Required task A. In the notes on modules of a DRG, which theorem does the proof of Lemma 13.1 apply?
Required task B. Edit the notes on modules of a DRG from "Wednesday, February 17, 1993" up to and including "with measure $m_y$.", putting "connected graph" in place of "graph".

Text to read.
════════════════════
Chapter 13 Modules of a DRG

Wednesday, February 17, 1993

Lemma 13.1 Let $\Gamma = (X, E)$ be any graph. Pick an edge $xy\in E$.

Assume the trivial $T(x)$-module $T(x)\delta$ is thin with measure $m_x$,

and the trivial $T(y)$-module $T(y)\delta$ is thin with measure $m_y$.

Then,

$(ia)$ ${\displaystyle \frac{m_x(\theta)}{k_x} = \frac{m_y(\theta)}{k_y} \text{ for all } \theta\in \mathbb{R \smallsetminus \{0\}}}$.

$(ib)$ ${\displaystyle \frac{m_x(0) -1}{k_x} = \frac{m_y(0)-1}{k_y} \text{ for all } \theta\in \mathbb{R \smallsetminus \{0\}}}$.

\[(\delta = \sum_{y\in X}\delta_y \hat{y} \quad \text{eigenvector corresponding to the maximal eigenvalue})\]

Proof. Apply Theorem 12.1, \[\begin{align} W & = T(x)\delta \quad r = 0, \quad d = d(x)\\ W' & = T(y)\delta \quad r' = 0, \quad d' = d(y). \end{align}\] Take $w = \hat{x}$, $w' = \hat{y}$.

Claim. $\mathrm{proj}_{T(y)\delta}\hat{x} = k^{-1}_yA\hat{y}$.
════════════════════
Provided records.
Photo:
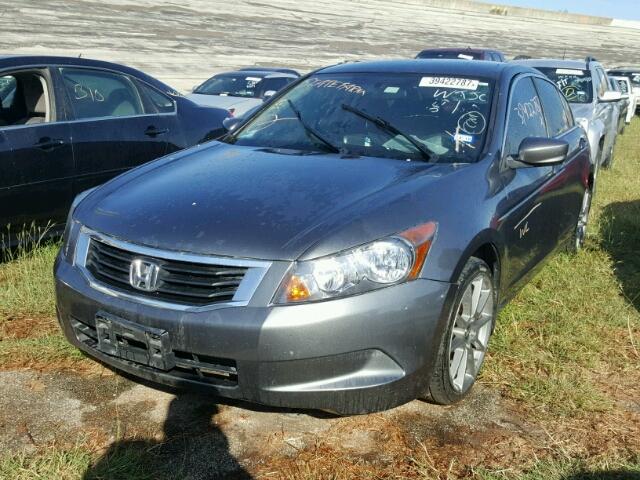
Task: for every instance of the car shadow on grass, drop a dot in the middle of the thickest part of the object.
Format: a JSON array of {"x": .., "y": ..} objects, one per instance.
[
  {"x": 609, "y": 475},
  {"x": 193, "y": 447},
  {"x": 620, "y": 236}
]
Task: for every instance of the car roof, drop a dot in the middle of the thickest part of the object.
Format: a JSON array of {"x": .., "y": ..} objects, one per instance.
[
  {"x": 553, "y": 63},
  {"x": 254, "y": 68},
  {"x": 625, "y": 70},
  {"x": 491, "y": 70},
  {"x": 33, "y": 61},
  {"x": 257, "y": 73},
  {"x": 462, "y": 50}
]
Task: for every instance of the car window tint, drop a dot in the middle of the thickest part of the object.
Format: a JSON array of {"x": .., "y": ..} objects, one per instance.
[
  {"x": 525, "y": 116},
  {"x": 98, "y": 94},
  {"x": 552, "y": 107},
  {"x": 602, "y": 82},
  {"x": 8, "y": 85},
  {"x": 24, "y": 99},
  {"x": 623, "y": 86},
  {"x": 273, "y": 84},
  {"x": 154, "y": 101}
]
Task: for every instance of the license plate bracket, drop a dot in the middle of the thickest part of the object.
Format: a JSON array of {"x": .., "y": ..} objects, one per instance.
[{"x": 134, "y": 342}]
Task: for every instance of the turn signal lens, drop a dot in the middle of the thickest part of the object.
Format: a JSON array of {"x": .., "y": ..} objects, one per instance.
[
  {"x": 384, "y": 262},
  {"x": 297, "y": 290},
  {"x": 421, "y": 237}
]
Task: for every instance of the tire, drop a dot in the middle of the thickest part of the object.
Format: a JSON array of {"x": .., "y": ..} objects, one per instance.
[
  {"x": 464, "y": 339},
  {"x": 580, "y": 232}
]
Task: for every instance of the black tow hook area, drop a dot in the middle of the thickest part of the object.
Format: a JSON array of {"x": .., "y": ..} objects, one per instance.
[{"x": 130, "y": 341}]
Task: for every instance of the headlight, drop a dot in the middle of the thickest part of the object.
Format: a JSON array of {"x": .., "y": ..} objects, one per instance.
[
  {"x": 72, "y": 227},
  {"x": 387, "y": 261}
]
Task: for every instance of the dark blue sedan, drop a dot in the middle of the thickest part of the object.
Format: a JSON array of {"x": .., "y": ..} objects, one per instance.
[
  {"x": 68, "y": 124},
  {"x": 347, "y": 248}
]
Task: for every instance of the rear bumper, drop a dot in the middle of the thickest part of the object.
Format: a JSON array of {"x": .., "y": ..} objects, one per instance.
[{"x": 354, "y": 355}]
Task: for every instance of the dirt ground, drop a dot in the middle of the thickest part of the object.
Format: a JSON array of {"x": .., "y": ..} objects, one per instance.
[
  {"x": 194, "y": 436},
  {"x": 185, "y": 42}
]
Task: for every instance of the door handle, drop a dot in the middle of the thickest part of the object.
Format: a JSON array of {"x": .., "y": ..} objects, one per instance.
[
  {"x": 47, "y": 143},
  {"x": 152, "y": 131}
]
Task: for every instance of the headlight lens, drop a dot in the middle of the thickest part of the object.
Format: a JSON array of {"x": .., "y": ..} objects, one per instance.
[
  {"x": 72, "y": 227},
  {"x": 375, "y": 265}
]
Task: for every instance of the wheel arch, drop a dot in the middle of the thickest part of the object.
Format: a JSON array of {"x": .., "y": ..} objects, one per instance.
[{"x": 488, "y": 247}]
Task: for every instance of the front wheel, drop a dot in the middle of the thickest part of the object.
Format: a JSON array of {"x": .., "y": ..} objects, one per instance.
[{"x": 464, "y": 344}]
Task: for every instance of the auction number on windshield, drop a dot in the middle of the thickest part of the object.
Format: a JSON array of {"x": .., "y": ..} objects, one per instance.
[{"x": 449, "y": 82}]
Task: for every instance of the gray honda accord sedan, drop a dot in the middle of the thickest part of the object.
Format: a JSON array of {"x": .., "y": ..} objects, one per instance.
[{"x": 346, "y": 248}]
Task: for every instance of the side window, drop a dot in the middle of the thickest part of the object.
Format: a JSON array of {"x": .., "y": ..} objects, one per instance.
[
  {"x": 100, "y": 94},
  {"x": 8, "y": 86},
  {"x": 24, "y": 99},
  {"x": 602, "y": 82},
  {"x": 553, "y": 108},
  {"x": 154, "y": 101},
  {"x": 525, "y": 117}
]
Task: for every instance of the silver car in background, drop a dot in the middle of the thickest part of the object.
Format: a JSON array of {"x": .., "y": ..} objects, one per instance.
[
  {"x": 626, "y": 88},
  {"x": 586, "y": 87},
  {"x": 242, "y": 90}
]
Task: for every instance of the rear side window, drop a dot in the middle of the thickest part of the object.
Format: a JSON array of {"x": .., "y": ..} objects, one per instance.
[
  {"x": 8, "y": 86},
  {"x": 623, "y": 86},
  {"x": 553, "y": 108},
  {"x": 153, "y": 101},
  {"x": 525, "y": 118},
  {"x": 603, "y": 85},
  {"x": 100, "y": 94}
]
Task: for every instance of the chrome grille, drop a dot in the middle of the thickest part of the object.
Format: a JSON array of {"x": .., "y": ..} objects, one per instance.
[{"x": 178, "y": 281}]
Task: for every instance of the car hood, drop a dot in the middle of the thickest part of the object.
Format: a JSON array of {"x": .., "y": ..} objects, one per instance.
[
  {"x": 224, "y": 101},
  {"x": 248, "y": 202}
]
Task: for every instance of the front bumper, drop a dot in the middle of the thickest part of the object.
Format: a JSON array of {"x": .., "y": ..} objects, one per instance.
[{"x": 352, "y": 355}]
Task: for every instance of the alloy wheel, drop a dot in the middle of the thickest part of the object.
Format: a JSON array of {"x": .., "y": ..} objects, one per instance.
[{"x": 471, "y": 331}]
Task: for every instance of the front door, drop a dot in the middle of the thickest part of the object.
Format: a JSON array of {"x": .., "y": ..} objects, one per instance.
[
  {"x": 36, "y": 155},
  {"x": 116, "y": 124}
]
════════════════════
Exercise result A. Theorem 12.1

Exercise result B.
Wednesday, February 17, 1993

Lemma 13.1 Let $\Gamma = (X, E)$ be any connected graph. Pick an edge $xy\in E$.

Assume the trivial $T(x)$-module $T(x)\delta$ is thin with measure $m_x$,

and the trivial $T(y)$-module $T(y)\delta$ is thin with measure $m_y$.